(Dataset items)
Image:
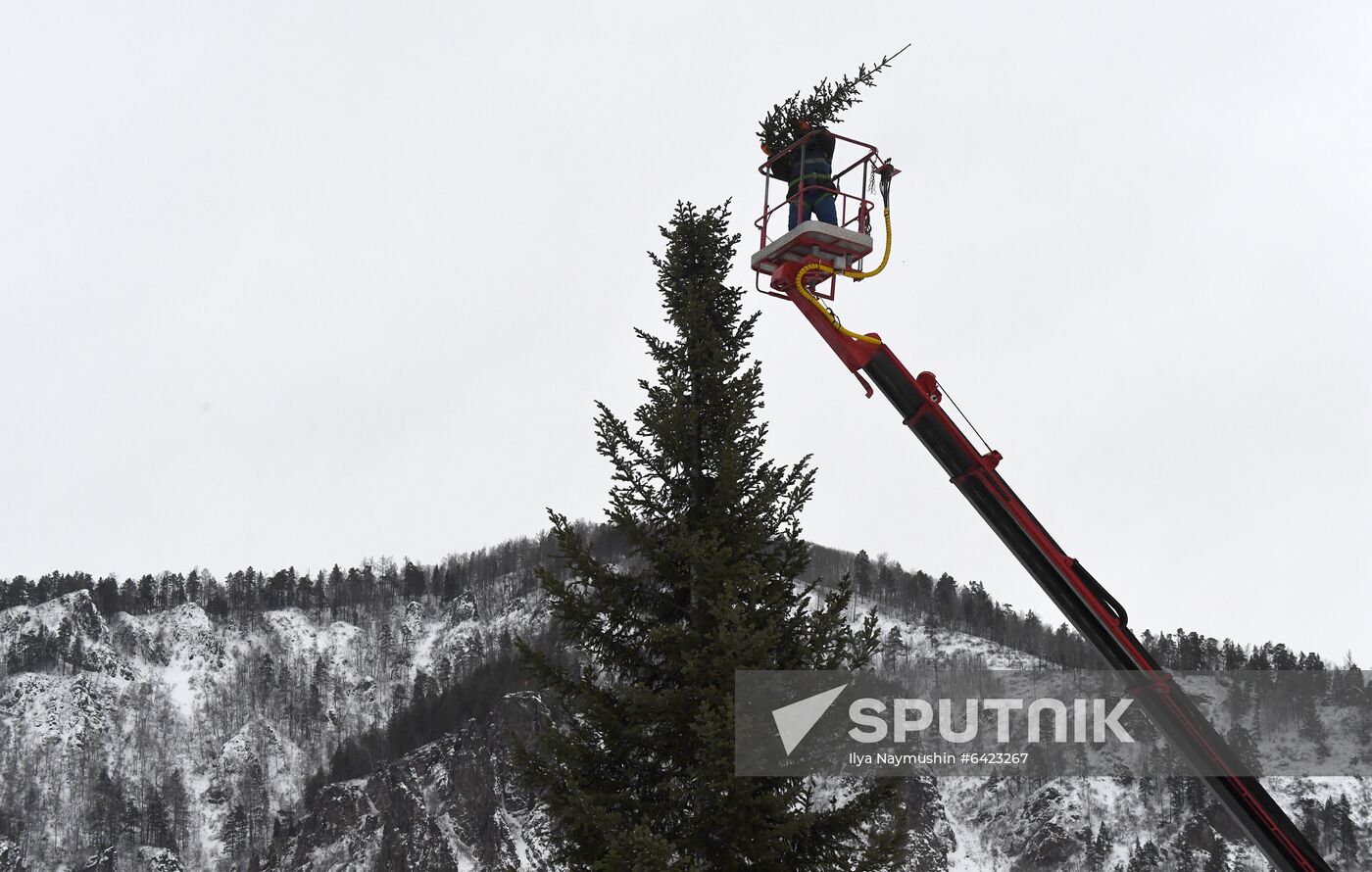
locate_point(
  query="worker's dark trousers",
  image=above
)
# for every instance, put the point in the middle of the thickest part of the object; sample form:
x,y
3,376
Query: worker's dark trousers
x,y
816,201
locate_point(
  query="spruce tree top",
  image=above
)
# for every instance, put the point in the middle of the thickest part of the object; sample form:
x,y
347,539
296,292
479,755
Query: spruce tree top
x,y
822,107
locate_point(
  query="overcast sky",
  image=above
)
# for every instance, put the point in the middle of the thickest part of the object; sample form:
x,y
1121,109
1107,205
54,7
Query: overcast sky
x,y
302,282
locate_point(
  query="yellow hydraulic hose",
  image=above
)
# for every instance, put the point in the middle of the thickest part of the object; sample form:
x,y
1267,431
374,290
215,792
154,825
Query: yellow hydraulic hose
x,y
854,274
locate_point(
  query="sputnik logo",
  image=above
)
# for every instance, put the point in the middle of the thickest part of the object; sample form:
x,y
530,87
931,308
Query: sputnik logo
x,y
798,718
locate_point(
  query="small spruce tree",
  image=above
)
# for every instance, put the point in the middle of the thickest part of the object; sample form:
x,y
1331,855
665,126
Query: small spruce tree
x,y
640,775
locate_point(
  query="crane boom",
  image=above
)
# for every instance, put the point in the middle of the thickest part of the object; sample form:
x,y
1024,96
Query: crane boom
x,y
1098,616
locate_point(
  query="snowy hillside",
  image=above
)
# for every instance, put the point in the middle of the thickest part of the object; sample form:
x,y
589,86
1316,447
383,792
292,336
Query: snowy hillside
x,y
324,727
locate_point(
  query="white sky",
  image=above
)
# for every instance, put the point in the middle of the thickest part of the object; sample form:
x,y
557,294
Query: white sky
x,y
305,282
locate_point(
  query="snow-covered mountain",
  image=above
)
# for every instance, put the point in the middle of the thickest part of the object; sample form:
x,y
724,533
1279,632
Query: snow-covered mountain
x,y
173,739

* * *

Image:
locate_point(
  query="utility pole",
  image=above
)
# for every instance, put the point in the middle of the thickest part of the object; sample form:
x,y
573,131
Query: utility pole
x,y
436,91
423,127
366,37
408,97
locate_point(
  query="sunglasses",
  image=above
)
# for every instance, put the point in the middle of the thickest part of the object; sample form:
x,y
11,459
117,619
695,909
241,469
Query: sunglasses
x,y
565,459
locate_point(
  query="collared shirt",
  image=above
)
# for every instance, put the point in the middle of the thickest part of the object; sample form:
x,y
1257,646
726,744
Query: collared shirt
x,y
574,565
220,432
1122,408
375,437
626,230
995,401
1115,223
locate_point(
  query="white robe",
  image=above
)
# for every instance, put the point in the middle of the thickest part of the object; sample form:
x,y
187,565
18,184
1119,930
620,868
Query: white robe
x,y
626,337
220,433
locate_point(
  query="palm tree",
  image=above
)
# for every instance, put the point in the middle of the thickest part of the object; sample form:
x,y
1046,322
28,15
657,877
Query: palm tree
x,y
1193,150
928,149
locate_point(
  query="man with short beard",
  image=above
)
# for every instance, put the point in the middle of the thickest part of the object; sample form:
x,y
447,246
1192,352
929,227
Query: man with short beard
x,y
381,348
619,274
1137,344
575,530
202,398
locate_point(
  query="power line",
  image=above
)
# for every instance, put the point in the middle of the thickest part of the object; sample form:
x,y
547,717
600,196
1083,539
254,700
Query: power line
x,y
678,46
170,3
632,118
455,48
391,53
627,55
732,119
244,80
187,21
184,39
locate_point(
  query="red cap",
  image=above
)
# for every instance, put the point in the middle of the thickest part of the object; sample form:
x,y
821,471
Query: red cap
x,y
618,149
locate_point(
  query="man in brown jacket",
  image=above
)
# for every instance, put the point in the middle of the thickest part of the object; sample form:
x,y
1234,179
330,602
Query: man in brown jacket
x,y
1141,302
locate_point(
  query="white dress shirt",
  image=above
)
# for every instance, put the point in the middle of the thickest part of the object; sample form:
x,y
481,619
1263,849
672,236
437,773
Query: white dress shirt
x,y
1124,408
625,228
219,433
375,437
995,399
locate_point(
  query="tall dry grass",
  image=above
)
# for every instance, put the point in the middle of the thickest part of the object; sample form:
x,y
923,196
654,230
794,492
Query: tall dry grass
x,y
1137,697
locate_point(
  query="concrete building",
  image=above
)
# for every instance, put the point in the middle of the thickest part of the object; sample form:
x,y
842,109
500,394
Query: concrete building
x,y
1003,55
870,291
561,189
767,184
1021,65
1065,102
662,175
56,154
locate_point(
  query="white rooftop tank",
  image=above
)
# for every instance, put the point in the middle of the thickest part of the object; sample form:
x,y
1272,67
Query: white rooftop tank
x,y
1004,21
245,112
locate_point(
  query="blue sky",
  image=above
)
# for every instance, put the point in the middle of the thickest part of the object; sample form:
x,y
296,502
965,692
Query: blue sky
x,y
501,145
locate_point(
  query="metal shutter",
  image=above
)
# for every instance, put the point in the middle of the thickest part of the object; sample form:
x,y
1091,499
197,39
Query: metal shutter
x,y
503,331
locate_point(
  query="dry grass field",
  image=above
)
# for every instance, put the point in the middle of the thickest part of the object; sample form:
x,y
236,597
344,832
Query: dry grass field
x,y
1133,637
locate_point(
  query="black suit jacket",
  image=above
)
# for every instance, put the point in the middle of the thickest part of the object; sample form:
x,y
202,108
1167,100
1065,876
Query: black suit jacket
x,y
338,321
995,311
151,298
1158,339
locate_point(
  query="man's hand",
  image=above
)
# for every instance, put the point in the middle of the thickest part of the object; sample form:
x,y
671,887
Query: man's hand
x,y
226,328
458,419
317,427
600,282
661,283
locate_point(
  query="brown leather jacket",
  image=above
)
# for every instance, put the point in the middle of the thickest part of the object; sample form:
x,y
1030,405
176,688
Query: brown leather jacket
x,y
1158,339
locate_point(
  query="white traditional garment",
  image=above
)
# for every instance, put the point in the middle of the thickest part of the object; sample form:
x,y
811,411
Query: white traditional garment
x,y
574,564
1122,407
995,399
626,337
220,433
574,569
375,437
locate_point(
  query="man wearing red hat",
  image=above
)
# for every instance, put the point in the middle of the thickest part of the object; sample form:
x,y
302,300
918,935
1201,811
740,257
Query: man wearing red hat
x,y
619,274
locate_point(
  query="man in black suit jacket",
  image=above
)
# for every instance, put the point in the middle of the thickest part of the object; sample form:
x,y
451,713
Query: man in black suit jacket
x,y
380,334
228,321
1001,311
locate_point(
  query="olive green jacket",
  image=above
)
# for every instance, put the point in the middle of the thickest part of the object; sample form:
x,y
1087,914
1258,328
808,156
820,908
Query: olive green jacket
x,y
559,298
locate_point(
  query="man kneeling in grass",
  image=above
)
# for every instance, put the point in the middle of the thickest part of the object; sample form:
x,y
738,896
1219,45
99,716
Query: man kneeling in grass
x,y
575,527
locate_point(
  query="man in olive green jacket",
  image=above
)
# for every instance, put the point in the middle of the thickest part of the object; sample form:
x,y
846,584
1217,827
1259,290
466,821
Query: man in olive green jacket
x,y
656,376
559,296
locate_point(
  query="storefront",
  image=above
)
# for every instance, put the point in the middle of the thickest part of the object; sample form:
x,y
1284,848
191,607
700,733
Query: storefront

# Given request
Which lines of the records contain the word "traditional"? Locate each one and copy it out in full.

# Exercise result
  query="white traditional garment",
Query: white traditional garment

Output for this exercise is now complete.